Aim of the task
Give every entry again, word for word and in full.

===== Extracted entries

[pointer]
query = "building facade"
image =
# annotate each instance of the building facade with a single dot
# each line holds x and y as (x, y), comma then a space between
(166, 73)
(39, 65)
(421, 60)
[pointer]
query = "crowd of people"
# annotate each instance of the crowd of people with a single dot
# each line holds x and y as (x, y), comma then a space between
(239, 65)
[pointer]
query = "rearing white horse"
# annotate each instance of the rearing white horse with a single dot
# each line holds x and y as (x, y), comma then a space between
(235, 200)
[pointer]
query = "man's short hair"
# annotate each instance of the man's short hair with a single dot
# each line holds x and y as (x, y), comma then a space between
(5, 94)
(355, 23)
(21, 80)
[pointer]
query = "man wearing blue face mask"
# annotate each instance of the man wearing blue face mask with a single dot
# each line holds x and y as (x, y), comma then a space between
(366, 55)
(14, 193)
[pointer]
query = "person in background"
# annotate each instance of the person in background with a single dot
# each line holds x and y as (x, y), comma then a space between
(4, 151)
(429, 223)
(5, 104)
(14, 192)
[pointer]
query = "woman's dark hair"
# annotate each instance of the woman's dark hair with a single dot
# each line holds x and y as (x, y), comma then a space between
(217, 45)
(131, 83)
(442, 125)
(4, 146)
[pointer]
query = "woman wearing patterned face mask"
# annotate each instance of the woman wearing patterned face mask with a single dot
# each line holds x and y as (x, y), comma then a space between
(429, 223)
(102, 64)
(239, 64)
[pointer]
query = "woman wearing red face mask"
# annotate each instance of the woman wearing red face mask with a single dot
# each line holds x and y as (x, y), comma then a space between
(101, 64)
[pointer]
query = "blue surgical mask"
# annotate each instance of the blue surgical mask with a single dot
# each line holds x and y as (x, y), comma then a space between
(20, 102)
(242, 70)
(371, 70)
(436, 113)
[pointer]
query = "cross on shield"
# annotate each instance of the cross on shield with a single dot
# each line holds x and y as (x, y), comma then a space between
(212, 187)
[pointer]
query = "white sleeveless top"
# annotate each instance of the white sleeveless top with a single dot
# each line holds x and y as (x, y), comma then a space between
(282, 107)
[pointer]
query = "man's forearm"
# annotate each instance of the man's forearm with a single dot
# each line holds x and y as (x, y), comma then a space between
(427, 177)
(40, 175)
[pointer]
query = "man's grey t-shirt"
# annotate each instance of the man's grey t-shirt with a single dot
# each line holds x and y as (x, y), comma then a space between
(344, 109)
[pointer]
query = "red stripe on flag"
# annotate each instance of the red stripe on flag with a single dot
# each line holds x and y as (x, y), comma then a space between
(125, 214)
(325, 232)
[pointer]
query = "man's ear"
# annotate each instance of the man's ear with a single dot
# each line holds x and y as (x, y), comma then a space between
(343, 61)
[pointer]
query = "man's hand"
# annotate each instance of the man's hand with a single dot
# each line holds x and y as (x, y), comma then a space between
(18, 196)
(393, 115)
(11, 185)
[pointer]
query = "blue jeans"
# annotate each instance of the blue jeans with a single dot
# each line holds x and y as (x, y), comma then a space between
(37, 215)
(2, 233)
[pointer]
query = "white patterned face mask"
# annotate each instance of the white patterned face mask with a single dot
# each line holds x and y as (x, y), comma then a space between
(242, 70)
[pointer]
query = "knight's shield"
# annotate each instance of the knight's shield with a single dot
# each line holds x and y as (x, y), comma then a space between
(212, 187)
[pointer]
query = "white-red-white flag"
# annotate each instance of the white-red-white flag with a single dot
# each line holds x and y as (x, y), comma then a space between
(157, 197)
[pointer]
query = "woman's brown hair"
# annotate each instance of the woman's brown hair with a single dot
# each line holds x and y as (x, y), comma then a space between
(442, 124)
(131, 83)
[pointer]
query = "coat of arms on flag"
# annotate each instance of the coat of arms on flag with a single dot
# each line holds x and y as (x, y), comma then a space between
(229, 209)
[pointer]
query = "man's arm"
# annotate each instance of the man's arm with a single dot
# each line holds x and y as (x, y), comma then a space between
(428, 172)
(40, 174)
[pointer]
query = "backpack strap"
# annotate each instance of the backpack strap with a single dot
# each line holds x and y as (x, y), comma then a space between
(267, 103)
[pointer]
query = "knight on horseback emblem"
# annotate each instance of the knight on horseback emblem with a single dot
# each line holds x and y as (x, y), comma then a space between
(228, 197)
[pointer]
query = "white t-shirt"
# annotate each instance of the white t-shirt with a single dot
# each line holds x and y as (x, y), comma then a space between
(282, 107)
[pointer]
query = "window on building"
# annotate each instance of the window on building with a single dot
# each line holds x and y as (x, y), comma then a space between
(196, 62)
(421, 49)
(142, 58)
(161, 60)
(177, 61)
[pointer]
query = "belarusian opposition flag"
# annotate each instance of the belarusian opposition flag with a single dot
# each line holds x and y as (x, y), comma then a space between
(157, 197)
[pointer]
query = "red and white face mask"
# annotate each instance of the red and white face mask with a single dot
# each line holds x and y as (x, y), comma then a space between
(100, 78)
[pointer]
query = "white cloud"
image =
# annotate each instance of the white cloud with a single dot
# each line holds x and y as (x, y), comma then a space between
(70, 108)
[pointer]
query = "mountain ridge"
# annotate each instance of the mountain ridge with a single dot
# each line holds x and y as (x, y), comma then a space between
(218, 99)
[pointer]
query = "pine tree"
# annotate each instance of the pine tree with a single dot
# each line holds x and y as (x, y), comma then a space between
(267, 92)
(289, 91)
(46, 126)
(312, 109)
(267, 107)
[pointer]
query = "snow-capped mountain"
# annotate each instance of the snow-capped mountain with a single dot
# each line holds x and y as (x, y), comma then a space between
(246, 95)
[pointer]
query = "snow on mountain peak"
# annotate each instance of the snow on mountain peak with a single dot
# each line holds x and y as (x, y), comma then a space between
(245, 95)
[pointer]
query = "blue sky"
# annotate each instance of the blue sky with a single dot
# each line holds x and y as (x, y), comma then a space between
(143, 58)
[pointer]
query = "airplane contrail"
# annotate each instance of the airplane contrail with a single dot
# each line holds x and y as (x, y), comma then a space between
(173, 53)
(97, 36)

==========

Complete answer
[pointer]
query = "building facade"
image =
# annotate each instance of the building facade with a single dot
# each line holds x and y as (x, y), comma then a space between
(166, 73)
(39, 65)
(421, 60)
[pointer]
query = "crowd of people"
# annotate each instance of the crowd of people with a single dot
# each line holds x and y as (x, y), comma then a space between
(239, 65)
[pointer]
query = "rearing white horse"
# annotate each instance of the rearing white horse with a single dot
# each line holds x and y as (x, y), comma then a space between
(235, 200)
[pointer]
query = "man's short hair"
# annotate each instance of the man's short hair with a single dot
# each line holds x and y as (x, y), comma then a space between
(5, 94)
(355, 23)
(21, 80)
[pointer]
query = "man wearing blue face mask"
# annotate each instance of the man wearing blue face mask with a single dot
# each line holds x and y as (x, y), comma then a space between
(366, 55)
(14, 193)
[pointer]
query = "person in background"
# annotate each instance of the person in background with a single dot
# each line holds x and y as (x, y), comma then a space between
(4, 151)
(429, 223)
(5, 104)
(14, 192)
[pointer]
query = "woman's dark hair"
# annotate each instance of the woman's dark hair with a single dot
# each line holds x and y as (x, y), comma then a space between
(217, 45)
(131, 83)
(442, 125)
(4, 146)
[pointer]
query = "woman wearing patterned face mask"
# annotate each instance of the woman wearing patterned face mask with a single dot
# each line holds x and y as (x, y), comma then a space between
(429, 223)
(102, 64)
(239, 64)
[pointer]
query = "woman wearing red face mask"
# annotate each instance of the woman wearing red face mask with a single dot
# each line holds x and y as (x, y), comma then a space between
(101, 64)
[pointer]
query = "blue surgical mask"
# annotate each instance of the blue surgical mask with a single dot
# each line holds x and y as (x, y), comma then a space between
(20, 102)
(242, 70)
(371, 70)
(436, 113)
[pointer]
query = "cross on shield"
# annotate each instance of the cross on shield with a single dot
# each line holds x and y as (x, y), comma then a space between
(212, 187)
[pointer]
query = "white sleeveless top"
# annotate each instance of the white sleeveless top with a single dot
# each line holds x and y as (x, y), comma then a space between
(282, 107)
[pointer]
query = "man's forearm"
# annotate each instance of the man's forearm with a single dot
# each line holds x and y as (x, y), comma then a space between
(427, 177)
(40, 175)
[pointer]
query = "man's grey t-shirt"
# annotate each instance of the man's grey t-shirt with a single dot
# each line holds x and y as (x, y), comma then a space between
(344, 109)
[pointer]
query = "red stripe on flag"
# annotate each instance of the red stripe on flag with a single dot
# each line holds x and y as (x, y), comma then a space between
(125, 214)
(325, 232)
[pointer]
query = "man's ear"
# annotate each instance of the man's ear with a single dot
# each line holds x and y as (x, y), comma then a space between
(343, 61)
[pointer]
query = "man's hand"
# annotate each instance of the man's hand with a single dot
# each line holds x and y as (x, y), comma then a space between
(18, 196)
(393, 115)
(11, 185)
[pointer]
query = "blue jeans"
# annotate each instance of the blue jeans with a single dot
# each line holds x and y as (x, y), comma then a space between
(37, 215)
(2, 233)
[pointer]
query = "white patterned face mask"
# annotate each instance of the white patterned face mask with a single dot
# each line holds x and y as (x, y), comma then a space between
(242, 70)
[pointer]
query = "knight's shield"
# annotate each instance of the knight's shield with a single dot
# each line holds x and y as (x, y), comma then a space between
(212, 187)
[pointer]
query = "white-red-white flag"
# annotate each instance of the white-red-white flag with a single dot
# each line holds x and y as (x, y), comma then a space between
(157, 197)
[pointer]
query = "woman's brown hair"
# annotate each instance of the woman's brown hair with a single dot
# each line holds x and y as (x, y), comma then a space between
(442, 124)
(131, 83)
[pointer]
query = "coat of arms on flag"
# annotate each instance of the coat of arms on flag with a single dot
# each line holds x and y as (x, y), comma then a space between
(229, 209)
[pointer]
query = "man's arm"
# annotate each instance of the man's arm with a single dot
# each line holds x and y as (x, y), comma then a space between
(428, 172)
(40, 174)
[pointer]
query = "backpack strap"
# annotate each instance of the backpack strap with a single dot
# each line holds x and y as (x, y), comma then a space between
(267, 103)
[pointer]
query = "knight on horseback emblem"
# annotate each instance of the knight on horseback emblem with a single dot
# each line holds x and y as (x, y), comma then a space between
(228, 197)
[pointer]
query = "white t-shirt"
# annotate each instance of the white t-shirt with a single dot
# each line holds x and y as (x, y), comma then a space between
(282, 107)
[pointer]
query = "window on building"
# annotate each instance of the window on building with a single dot
# each line holds x and y as (x, y), comma then a space between
(196, 62)
(421, 49)
(142, 58)
(161, 60)
(177, 61)
[pointer]
query = "belarusian opposition flag"
# annotate each instance of the belarusian opposition flag with a single dot
# each line holds x and y as (x, y), comma then a space between
(157, 197)
[pointer]
query = "red and white face mask"
# annotate each instance of the red and white face mask with a single dot
# each line holds x and y as (x, y), comma then a space between
(100, 78)
[pointer]
query = "white cloud"
image =
# annotate each instance of the white cloud with a single dot
# each line holds x and y as (x, y), comma then a space between
(70, 108)
[pointer]
query = "mountain ridge"
# annotate each instance of the mountain ridge with a single dot
# each line holds x and y as (x, y), comma then a space between
(218, 99)
[pointer]
query = "pine tree"
# annotate each instance of the pine tree with a single dot
# each line holds x and y as (x, y), comma then a space between
(267, 92)
(289, 91)
(46, 126)
(312, 109)
(267, 107)
[pointer]
query = "snow-capped mountain"
# annotate each instance of the snow-capped mountain with a single dot
# each line holds x and y as (x, y), comma then a space between
(246, 95)
[pointer]
query = "snow on mountain peak"
# annotate each instance of the snow on mountain peak with a single dot
# each line holds x and y as (x, y), comma then a space between
(245, 95)
[pointer]
query = "blue sky"
# annotate each instance of the blue sky with a single dot
# each line holds x and y as (x, y), comma then a space between
(143, 58)
[pointer]
query = "airplane contrail"
# annotate each instance of the airplane contrail with a single dot
# each line holds x and y as (x, y), comma then a space between
(173, 53)
(97, 36)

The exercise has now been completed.